** ASSIGNMENT **
Give back every entry, exactly as written.

::::::::::

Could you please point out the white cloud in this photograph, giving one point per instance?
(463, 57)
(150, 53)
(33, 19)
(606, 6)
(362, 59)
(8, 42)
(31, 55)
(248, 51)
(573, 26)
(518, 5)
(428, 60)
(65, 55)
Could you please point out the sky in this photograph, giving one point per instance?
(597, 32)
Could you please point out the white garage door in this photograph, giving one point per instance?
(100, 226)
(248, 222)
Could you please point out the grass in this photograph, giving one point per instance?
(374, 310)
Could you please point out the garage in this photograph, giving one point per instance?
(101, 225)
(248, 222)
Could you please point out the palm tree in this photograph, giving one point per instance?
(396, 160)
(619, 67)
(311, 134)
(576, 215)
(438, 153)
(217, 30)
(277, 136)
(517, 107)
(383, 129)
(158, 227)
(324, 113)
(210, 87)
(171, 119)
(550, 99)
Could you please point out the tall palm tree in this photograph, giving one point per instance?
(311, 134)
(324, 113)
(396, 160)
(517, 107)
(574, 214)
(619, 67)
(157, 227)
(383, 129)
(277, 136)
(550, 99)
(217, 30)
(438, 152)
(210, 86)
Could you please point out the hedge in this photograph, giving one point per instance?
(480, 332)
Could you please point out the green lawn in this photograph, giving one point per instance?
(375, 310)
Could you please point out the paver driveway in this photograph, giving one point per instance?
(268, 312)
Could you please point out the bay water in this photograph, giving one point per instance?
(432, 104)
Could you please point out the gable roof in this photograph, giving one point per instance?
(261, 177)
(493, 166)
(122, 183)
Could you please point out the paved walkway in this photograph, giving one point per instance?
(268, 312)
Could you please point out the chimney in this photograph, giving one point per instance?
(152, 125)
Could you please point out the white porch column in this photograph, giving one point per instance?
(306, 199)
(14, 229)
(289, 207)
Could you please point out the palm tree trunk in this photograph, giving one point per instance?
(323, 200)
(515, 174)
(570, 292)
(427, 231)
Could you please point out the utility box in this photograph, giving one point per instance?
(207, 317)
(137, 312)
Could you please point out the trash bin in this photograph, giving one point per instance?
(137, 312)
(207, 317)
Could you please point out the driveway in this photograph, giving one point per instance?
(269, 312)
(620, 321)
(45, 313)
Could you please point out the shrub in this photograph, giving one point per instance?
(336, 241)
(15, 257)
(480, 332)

::::::::::

** TASK OUTPUT **
Could you please point out the white cloud in this photograph, giving one point per instance?
(463, 57)
(150, 53)
(33, 19)
(606, 6)
(362, 59)
(8, 42)
(31, 55)
(248, 51)
(573, 26)
(518, 5)
(428, 60)
(65, 55)
Could you please point out the sky in this photograph, giving one point per instance?
(597, 32)
Could you please point out the white garage door in this photograph, giving one point per instance?
(100, 226)
(248, 222)
Could you please point out the grass in this photograph, giving one point per instance?
(374, 310)
Could you please point out the garage in this photograph, giving one point per instance?
(101, 225)
(248, 222)
Could you please point out the palm tree in this photograph, giving one point per instance?
(396, 160)
(619, 67)
(311, 134)
(576, 215)
(438, 153)
(217, 30)
(277, 136)
(517, 107)
(383, 129)
(158, 227)
(324, 113)
(210, 87)
(171, 119)
(550, 99)
Could you please point out the tall palm tree in this photograph, giving one point per instance?
(311, 134)
(324, 113)
(396, 160)
(517, 107)
(574, 214)
(619, 67)
(157, 227)
(383, 129)
(277, 136)
(550, 99)
(217, 30)
(438, 152)
(210, 86)
Could you please point out the hedge in this photograph, giving one point per instance?
(480, 332)
Could you please point out the green lawn in this photograph, giving one point per instance?
(375, 310)
Could you please point out the paver driveway in this photograph, giving one point per instance?
(268, 312)
Could you please point out the bay water in this photograph, giving one point per instance?
(432, 104)
Could you please point out the gable roof in this photograph, giving one point per instance?
(261, 177)
(493, 166)
(122, 183)
Could you please point out the paved walkway in this photograph, giving one point per instance?
(268, 312)
Could you please point out the chimney in this photograph, giving one point per instance?
(152, 125)
Could you please point out the white porch column in this photograph, giving one point per instance?
(306, 199)
(14, 229)
(289, 207)
Could you please point out the palm tree trunk in this photograph, giving one point per instance?
(323, 200)
(515, 174)
(570, 292)
(427, 231)
Could you please point out the utility box in this photograph, giving one point per instance?
(207, 317)
(137, 312)
Could you please point out the trash bin in this photograph, giving one point per instance?
(137, 312)
(207, 317)
Could you please point out the driveway in this photograph, giving one point per instance?
(269, 312)
(620, 321)
(45, 313)
Could you please point out the shrub in this photograph, giving one point per instance?
(336, 241)
(15, 257)
(480, 332)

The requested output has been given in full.